▶ _WHAT THIS TASK INVOLVES_
Copy the data exactly. Leave nothing out.
# # # # # # #
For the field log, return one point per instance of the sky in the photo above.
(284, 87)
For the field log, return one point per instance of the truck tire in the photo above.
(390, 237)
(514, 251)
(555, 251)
# # # # # # #
▶ _OUTPUT OF THE TASK_
For the field log, return one point per instance of the sky in the photo above.
(284, 87)
For the field log, return one point per instance of the truck tire in the photo above.
(390, 237)
(514, 251)
(555, 251)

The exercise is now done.